- Written instruction: Which lines of the listing below contain the word "foliage"? Extract each of them.

- Lines of data:

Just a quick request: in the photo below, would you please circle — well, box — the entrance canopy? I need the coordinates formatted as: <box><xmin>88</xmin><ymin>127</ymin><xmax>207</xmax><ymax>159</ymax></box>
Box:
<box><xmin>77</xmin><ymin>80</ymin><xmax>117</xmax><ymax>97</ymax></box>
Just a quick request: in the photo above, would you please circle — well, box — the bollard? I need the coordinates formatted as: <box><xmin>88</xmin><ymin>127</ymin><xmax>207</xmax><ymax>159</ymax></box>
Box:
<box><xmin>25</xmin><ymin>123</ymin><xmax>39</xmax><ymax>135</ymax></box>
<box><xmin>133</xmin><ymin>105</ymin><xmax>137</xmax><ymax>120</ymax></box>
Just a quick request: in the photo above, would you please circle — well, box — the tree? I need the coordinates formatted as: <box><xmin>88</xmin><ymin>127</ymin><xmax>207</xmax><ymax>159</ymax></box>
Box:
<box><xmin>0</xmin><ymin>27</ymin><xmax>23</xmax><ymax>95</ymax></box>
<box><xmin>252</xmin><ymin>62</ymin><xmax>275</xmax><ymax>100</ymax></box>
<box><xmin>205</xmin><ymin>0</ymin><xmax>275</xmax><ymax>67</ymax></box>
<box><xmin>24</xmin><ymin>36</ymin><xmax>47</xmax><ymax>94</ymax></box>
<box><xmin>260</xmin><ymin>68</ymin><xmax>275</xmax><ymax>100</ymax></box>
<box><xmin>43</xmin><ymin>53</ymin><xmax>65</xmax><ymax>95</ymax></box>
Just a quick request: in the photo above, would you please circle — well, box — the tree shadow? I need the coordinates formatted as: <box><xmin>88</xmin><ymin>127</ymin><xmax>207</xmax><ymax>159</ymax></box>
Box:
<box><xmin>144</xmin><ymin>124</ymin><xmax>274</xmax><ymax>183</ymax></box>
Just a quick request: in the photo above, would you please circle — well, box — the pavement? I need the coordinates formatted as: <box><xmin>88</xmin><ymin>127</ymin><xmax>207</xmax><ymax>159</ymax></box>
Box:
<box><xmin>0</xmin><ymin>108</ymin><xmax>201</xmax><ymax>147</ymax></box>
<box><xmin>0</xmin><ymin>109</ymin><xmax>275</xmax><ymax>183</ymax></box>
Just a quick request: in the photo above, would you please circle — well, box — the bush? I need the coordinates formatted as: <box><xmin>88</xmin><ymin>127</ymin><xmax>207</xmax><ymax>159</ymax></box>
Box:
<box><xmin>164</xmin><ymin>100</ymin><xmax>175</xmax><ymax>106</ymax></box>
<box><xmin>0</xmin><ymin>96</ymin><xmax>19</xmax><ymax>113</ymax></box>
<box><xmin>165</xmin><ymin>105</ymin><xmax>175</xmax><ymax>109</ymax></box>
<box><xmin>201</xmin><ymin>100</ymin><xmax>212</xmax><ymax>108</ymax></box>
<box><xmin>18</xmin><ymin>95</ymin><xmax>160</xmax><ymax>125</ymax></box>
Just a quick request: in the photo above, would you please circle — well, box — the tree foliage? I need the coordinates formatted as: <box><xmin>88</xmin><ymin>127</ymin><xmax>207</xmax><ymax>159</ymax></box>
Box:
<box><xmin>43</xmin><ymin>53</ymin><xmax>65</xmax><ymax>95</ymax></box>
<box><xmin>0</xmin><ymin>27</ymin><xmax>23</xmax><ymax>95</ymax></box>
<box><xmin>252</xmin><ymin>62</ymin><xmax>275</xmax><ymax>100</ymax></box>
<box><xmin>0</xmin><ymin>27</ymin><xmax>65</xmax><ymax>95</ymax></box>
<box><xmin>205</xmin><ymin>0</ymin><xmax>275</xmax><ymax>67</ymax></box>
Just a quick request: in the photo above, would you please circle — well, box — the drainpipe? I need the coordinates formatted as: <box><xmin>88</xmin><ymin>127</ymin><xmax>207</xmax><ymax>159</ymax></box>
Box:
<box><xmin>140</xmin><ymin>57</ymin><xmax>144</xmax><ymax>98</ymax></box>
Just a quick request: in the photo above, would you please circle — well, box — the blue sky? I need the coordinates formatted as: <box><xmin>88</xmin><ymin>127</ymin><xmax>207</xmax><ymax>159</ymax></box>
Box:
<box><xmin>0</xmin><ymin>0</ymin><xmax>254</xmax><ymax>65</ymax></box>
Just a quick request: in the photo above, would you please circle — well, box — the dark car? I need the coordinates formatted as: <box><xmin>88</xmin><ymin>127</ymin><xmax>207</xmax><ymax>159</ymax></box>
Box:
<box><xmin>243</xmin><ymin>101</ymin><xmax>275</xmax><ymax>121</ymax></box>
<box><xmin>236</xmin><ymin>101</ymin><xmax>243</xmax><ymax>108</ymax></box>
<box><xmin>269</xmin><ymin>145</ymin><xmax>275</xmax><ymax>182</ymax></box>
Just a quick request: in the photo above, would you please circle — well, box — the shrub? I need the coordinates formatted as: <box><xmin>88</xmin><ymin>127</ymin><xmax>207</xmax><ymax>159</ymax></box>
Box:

- Worked answer:
Just a quick request: in the photo above, would you please circle — well, box — the tree foliage? I need the coordinates formatted as: <box><xmin>88</xmin><ymin>127</ymin><xmax>207</xmax><ymax>159</ymax></box>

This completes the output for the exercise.